[Rows of labeled boxes]

— Start —

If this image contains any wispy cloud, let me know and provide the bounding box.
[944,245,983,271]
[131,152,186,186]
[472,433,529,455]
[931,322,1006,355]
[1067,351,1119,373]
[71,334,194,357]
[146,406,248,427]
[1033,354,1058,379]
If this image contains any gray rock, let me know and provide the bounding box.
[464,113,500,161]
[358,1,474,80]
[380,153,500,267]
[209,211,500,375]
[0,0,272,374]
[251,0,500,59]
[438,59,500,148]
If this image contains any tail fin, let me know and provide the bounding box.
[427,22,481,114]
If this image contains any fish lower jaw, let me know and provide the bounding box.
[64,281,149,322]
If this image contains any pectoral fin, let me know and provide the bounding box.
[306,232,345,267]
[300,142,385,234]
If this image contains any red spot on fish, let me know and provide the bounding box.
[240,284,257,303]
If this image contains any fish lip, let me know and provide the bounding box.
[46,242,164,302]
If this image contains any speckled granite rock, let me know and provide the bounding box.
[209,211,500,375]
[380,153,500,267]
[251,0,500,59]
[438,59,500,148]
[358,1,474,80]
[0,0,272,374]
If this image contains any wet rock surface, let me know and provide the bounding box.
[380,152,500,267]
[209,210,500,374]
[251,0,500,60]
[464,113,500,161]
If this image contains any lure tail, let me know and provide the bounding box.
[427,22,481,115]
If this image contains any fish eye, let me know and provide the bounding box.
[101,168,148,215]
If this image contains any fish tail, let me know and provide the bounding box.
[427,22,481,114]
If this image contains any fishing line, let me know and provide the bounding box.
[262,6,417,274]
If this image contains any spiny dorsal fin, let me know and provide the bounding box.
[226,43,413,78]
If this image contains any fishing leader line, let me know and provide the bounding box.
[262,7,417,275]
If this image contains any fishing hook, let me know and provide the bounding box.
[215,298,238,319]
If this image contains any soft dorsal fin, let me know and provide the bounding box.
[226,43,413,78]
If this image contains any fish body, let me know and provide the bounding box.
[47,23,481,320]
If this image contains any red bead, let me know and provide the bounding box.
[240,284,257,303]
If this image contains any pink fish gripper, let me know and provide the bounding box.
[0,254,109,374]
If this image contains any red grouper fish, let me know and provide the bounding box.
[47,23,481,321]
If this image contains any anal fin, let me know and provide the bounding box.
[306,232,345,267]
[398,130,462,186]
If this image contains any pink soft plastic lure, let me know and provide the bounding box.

— End —

Put every one of the rows above into a numbered list, leaving out any blank lines.

1. If this image contains any wispy cloud, let me know and provide the bounding box.
2. [944,245,983,271]
3. [131,152,186,186]
4. [472,433,529,455]
5. [931,322,1006,355]
6. [1067,351,1119,373]
7. [71,334,194,357]
8. [146,406,248,427]
9. [1033,354,1058,379]
10. If this image contains any gray rock, let me know and provide the bounding box.
11. [464,113,500,161]
12. [358,1,474,80]
13. [380,153,500,267]
14. [209,211,500,375]
15. [0,0,272,374]
16. [251,0,500,59]
17. [438,59,500,148]
18. If this image contains any tail fin, let me know and provide the bounding box.
19. [427,22,481,114]
20. If this image contains any fish lower jaw, let me know and provide the bounding box.
21. [64,281,149,322]
22. If this image contains any pectoral fin, let me know and provide the bounding box.
23. [306,232,345,267]
24. [300,142,385,234]
25. If this image contains any red spot on fish, let me know and provide the bounding box.
26. [240,284,257,303]
27. If this image contains any fish lip, let me know and provide the bounding box.
28. [46,242,164,302]
29. If this image contains any speckled granite rock, let me know and provide the bounding box.
30. [209,211,500,375]
31. [380,153,500,267]
32. [251,0,500,59]
33. [438,59,500,148]
34. [358,1,474,80]
35. [0,0,272,374]
36. If this image contains any wet rock surface, let me know and provide the bounding box.
37. [380,152,500,267]
38. [209,210,500,374]
39. [251,0,500,60]
40. [464,113,500,161]
41. If this image contains any lure tail, let me know and provide the bounding box.
42. [427,22,481,115]
43. If this image contains any fish eye, let me know and provide the bounding box.
44. [101,168,148,215]
45. If this image contains any fish tail, let me know and provide the bounding box.
46. [427,22,481,114]
47. If this image contains any fishing line, let me know and provide the bounding box.
48. [262,6,417,274]
49. If this image contains any spiny dorsal fin, let me know and provide the bounding box.
50. [226,43,413,78]
51. If this image contains any fishing leader line, let me know and provide the bounding box.
52. [262,7,417,275]
53. If this image contains any fishing hook, let me know and provide the bounding box.
54. [215,298,238,319]
55. If this image contains any soft dorsal fin, let me know and provide the bounding box.
56. [226,43,413,78]
57. If this image contains any fish body, let me know and provide the bounding box.
58. [47,23,481,320]
59. If this image contains any red bead, let me know and provide the bounding box.
60. [240,284,257,303]
61. If this image contains any pink fish gripper, let me know and provide the bounding box.
62. [0,254,109,374]
63. If this image contains any red grouper fish, let me know and provide the bounding box.
64. [47,23,481,321]
65. If this image contains any anal fin, let me know and provide the bounding box.
66. [306,232,345,267]
67. [398,130,462,186]
68. If this image contains any pink soft plastic lure, let me know and provide the bounding box.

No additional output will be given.